■ Work instruction
Whenever a line below includes the string "sign", show it.

↓↓↓

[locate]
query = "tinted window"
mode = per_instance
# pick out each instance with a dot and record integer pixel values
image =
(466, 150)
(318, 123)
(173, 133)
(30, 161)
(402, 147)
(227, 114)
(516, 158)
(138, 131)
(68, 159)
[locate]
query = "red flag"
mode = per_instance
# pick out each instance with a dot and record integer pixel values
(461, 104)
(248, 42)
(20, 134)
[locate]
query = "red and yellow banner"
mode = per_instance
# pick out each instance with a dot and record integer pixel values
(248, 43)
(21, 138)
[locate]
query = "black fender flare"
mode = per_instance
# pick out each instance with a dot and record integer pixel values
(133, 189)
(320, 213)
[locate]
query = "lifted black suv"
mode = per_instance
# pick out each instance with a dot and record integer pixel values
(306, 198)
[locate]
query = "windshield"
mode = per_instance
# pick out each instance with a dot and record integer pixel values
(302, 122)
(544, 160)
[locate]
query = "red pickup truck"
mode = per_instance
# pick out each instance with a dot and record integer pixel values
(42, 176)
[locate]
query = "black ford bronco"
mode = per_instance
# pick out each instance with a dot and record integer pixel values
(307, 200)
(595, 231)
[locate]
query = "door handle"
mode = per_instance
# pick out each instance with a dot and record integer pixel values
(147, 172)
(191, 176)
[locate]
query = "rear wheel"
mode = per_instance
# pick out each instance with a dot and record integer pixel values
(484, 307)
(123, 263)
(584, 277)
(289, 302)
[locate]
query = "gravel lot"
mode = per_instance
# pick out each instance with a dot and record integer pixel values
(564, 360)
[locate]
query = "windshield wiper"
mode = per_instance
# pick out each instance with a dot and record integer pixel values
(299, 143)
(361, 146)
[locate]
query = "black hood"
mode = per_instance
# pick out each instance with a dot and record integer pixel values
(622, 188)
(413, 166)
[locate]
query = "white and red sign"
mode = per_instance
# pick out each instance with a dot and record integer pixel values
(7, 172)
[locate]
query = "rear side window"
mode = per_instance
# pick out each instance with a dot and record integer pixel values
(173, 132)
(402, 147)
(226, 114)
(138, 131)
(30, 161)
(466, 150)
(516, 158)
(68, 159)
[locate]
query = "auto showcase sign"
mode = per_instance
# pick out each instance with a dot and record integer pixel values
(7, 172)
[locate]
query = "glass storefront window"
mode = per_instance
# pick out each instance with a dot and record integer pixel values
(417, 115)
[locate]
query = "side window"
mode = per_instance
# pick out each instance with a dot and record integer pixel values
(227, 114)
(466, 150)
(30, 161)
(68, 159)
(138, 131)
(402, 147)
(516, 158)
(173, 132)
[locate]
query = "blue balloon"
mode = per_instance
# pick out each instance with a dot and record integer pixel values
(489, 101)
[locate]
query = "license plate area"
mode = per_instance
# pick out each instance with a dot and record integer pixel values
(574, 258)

↑↑↑

■ Reply
query = "white and red sign"
query = "auto showcase sign"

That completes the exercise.